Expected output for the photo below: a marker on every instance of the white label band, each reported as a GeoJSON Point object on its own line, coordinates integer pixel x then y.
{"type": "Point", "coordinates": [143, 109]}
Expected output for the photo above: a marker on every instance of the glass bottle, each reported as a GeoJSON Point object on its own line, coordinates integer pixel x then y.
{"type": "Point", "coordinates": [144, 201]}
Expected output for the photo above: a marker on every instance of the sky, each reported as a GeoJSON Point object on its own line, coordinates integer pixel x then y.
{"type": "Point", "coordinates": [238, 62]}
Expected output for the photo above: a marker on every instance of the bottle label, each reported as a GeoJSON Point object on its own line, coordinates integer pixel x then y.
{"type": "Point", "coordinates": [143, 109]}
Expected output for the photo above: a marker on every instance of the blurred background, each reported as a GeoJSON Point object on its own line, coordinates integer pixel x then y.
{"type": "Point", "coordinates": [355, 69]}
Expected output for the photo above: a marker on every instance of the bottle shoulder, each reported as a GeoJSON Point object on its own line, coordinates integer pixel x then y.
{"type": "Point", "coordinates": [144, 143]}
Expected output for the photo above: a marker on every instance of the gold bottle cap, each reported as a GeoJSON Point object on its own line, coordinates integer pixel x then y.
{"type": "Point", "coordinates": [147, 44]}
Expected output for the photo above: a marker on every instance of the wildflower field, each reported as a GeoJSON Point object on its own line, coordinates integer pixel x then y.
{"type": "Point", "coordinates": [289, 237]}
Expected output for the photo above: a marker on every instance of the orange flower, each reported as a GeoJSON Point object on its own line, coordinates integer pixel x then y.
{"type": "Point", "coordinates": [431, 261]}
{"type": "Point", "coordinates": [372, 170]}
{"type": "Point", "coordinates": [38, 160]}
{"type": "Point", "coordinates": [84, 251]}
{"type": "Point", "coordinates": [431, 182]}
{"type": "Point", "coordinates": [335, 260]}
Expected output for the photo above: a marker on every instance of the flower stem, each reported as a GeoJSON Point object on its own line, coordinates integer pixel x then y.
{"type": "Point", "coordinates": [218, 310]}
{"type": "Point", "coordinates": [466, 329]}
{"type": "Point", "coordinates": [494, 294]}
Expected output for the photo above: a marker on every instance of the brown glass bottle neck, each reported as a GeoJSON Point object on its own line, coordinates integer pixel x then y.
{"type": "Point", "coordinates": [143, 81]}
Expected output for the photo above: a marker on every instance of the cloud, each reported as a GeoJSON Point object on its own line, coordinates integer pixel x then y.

▶ _EXERCISE REQUIREMENTS_: Repeat back all entries verbatim.

▶ _FINISHED EXERCISE_:
Expected output for the photo below: a marker on every instance of the white label band, each reported as a GeoJSON Point object on its own line, coordinates integer pixel x then y.
{"type": "Point", "coordinates": [143, 109]}
Expected output for the photo above: a marker on every instance of the glass bottle, each reported as a GeoJSON Point object on its own line, coordinates integer pixel x then y.
{"type": "Point", "coordinates": [144, 201]}
Expected output for the photo above: a marker on every instance of the sky, each reported as a GeoJSON Point object on its own line, coordinates integer pixel x then y.
{"type": "Point", "coordinates": [238, 62]}
Expected output for the photo above: a marker on every instance of the bottle label, each reported as a GeoJSON Point object on its own line, coordinates integer pixel x then y.
{"type": "Point", "coordinates": [143, 109]}
Expected output for the photo above: a marker on every instance of the blurred background, each reported as a GeoJSON Point object on its own line, coordinates integer pixel x then y.
{"type": "Point", "coordinates": [355, 69]}
Expected output for the photo above: a marker on every instance of the bottle shoulder, each reported as a GeoJSON Point object on its own line, coordinates integer pixel x then y.
{"type": "Point", "coordinates": [144, 143]}
Expected output for the photo above: a marker on every instance of the gold bottle cap, each reported as a GeoJSON Point object on its own line, coordinates integer pixel x then y.
{"type": "Point", "coordinates": [147, 44]}
Expected output for the photo above: a marker on every instance of the wildflower field, each reported as a GeoJSON Point object on its own line, coordinates integer pixel x then y.
{"type": "Point", "coordinates": [289, 237]}
Expected output for the photo above: a marker on every instance of the orange flower, each reported as a GeoJSON Point object on its own line, coordinates integer pixel x then y.
{"type": "Point", "coordinates": [431, 261]}
{"type": "Point", "coordinates": [372, 170]}
{"type": "Point", "coordinates": [38, 160]}
{"type": "Point", "coordinates": [84, 251]}
{"type": "Point", "coordinates": [431, 182]}
{"type": "Point", "coordinates": [335, 260]}
Expected output for the photo above: a marker on every instance of the flower stem, each reported as a GeoJSON Point object on its own line, coordinates integer pixel x then y.
{"type": "Point", "coordinates": [218, 310]}
{"type": "Point", "coordinates": [466, 329]}
{"type": "Point", "coordinates": [494, 294]}
Expected output for the photo above: a marker on every instance of the brown glass bottle neck, each reported as a GeoJSON Point object on its own line, coordinates integer pixel x then y.
{"type": "Point", "coordinates": [143, 81]}
Expected output for the photo above: a marker on every instance of the cloud, each reported as a GeoJSON Point object on its own line, coordinates integer pixel x then y.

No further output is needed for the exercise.